### QUOTED PASSAGE
Claim 5 and 6 are rejected under 35 U.S.C. 103 as being unpatentable over Srinivasan et al. (U.S Publication No. 2014/0254876) (hereafter, "Srinivasan") in view of Xiong et al. (U.S Publication No. 2021/0354299) (hereafter, "Xiong") in further in view of Tao et al. (U.S. Publication No. 2014/0152647) (hereafter, "Tao").
Regarding claim 5, the combination of Srinivasan and Xiong teaches all the limitations of claim 2 above. The combination of Srinivasan and Xiong does not expressly teach comprising obtaining a set of depth estimations each depth estimation being associated with a respective object of the first group of objects and the second group of objects, wherein determining differences between the first collection of coordinate data and the second collection of coordinate data includes determining differences between respective depth estimations.
However, Tao teaches comprising obtaining a set of depth estimations each depth estimation being associated with a respective object of the first group of objects and the second group of objects, wherein determining differences between the first collection of coordinate data and the second collection of coordinate data includes determining differences between respective depth estimations ([0065] The position of the image objects 1002a-c, 1004a-c, and 1006a-c in the rows 1204a-c of the two-dimensional epipolar data structure 1202 corresponds to the depths of the respective objects 1002, 1004, 1006 within the imaged space; [0066] FIG. 13 is a modeling diagram depicting analysis of image data using a two-dimensional epipolar data structure 1202. The image manipulation application 116 can determine a depth of an object in an image, such as a pixel, by analyzing the data of the two-dimensional epipolar data structure ... The image manipulation application 116 can estimate a depth of each object based on a derivative of the function (i.e., the slope and direction of the line defined by the function); [0071] the image manipulation application 116 can use other suitable algorithms to estimate a depth of an object in an imaged spaced based on the relationship between objects in different rows of an epipolar data structure; [0059] The image manipulation application can use two-dimensional epipolar data structures to determine the displacement of objects between different perspectives of an image space; [0077] Determining the displacement in a single direction can improve the accuracy of a depth map determined using the displacement between image pairs).
It would have been obvious before the effective filing date of the claimed invention to one having ordinary skill in the art to modify the device and method of the combination of Srinivasan and Xiong to incorporate the step/system of obtaining a set of depth estimations each depth estimation being associated with a respective object of each group of objects and determining displacement of objects between different perspectives including determining depth map by using the displacement between image pairs taught by Tao.
The suggestion/motivation for doing so would have been to improve the accuracy of depth estimation ([0007] systems and methods are desirable for improving the accuracy of depth estimation; [0077] Determining the displacement in a single direction can improve the accuracy of a depth map determined using the displacement between image pairs). Further, one skilled in the art could have combined the elements as described above by known method with no change in their respective functions, and the combination would have yielded nothing more than predicted results. Therefore, it would have been obvious to combine Srinivasan and Xiong with Tao to obtain the invention as specified in claim 5.

### TASK LIST
**1)** In the patent rejection passage, what motivation is given for combining Tao with Srinivasan and Xiong?
**2)** Pick up the patent rejection passage where it stops and continue it.

Some rows
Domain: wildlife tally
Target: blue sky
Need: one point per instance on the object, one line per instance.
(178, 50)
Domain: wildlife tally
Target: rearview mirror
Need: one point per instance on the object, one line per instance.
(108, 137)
--
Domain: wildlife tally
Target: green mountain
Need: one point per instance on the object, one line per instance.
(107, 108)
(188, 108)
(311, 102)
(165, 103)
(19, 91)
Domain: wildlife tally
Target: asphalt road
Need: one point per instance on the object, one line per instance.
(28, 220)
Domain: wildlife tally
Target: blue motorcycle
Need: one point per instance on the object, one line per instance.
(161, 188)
---
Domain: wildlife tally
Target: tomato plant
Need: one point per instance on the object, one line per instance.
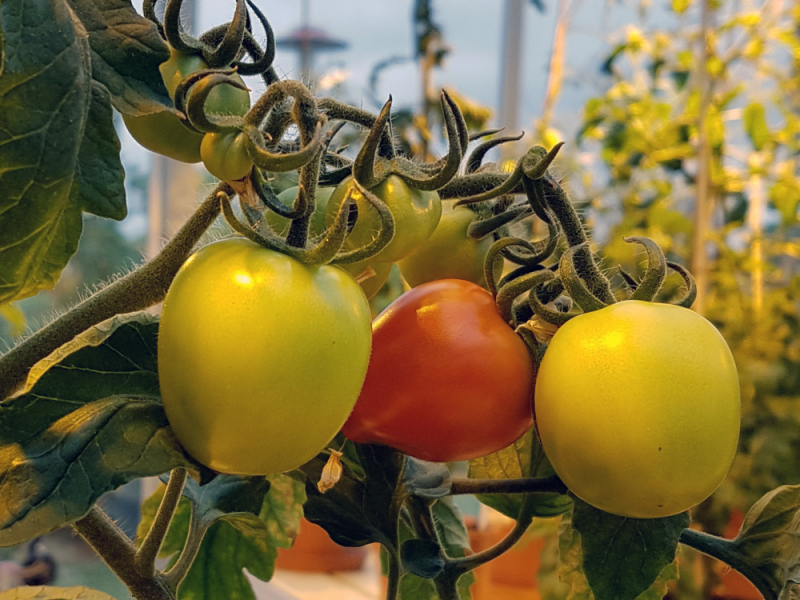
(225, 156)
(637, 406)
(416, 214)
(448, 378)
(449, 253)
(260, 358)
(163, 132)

### THE RESPONSES
**1)** To improve the accuracy of depth estimation.

**2)**
Regarding claim 6, the combination of Srinivasan, Xiong and Tao teaches all the limitations of claim 5 above. Tao teaches wherein the set of depth estimates are determined by applying one or more monocular depth estimation algorithms to image data representing the first frame and image data representing the second frame ([0171] the location space may be the physical space (e.g., the scene space). In one such example, the determined reference position is based on at least one point selected using a video stream that includes depth information, such as a video stream from a structured light imager or other depth camera (e.g., Microsoft Kinect). Such a video stream may be displayed on a touchscreen by, for example, mapping the depth value of each pixel to a corresponding color). Motivation for this combination has been stated in claim 5.

Claim 7, 8, 11, 16 and 17 are rejected under 35 U.S.C. 103 as being unpatentable over Srinivasan et al. (U.S Publication No. 2014/0254876) (hereafter, "Srinivasan") in view of KORNIENKO et al. (U.S Publication No. 2021/0118104) (hereafter, "KORNIENKO").
Regarding claim 7, Srinivasan teaches all the limitations of claim 1 above. Srinivasan does not expressly teach wherein the first frame and second frame are each generated by applying at least one transformation to at least part of the image data captured from the single camera position to adjust a geometric distortion of a frame represented by the image data.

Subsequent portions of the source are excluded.